Collected data entries:

────────────────────────────────────────

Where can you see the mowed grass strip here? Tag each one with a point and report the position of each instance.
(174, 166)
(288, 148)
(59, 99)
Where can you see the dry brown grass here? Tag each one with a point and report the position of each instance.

────────────────────────────────────────

Reproduce every line of the entries above, requests included, multiplying each coordinate value in the answers by 1.7 and rounding to the nearest whole number, with halves rounded up.

Where can you see the mowed grass strip here? Tag each one with a point and report the position of each instance.
(296, 282)
(490, 252)
(100, 168)
Where can you see the dry brown grass here? Tag each one with a point and report the position of each instance.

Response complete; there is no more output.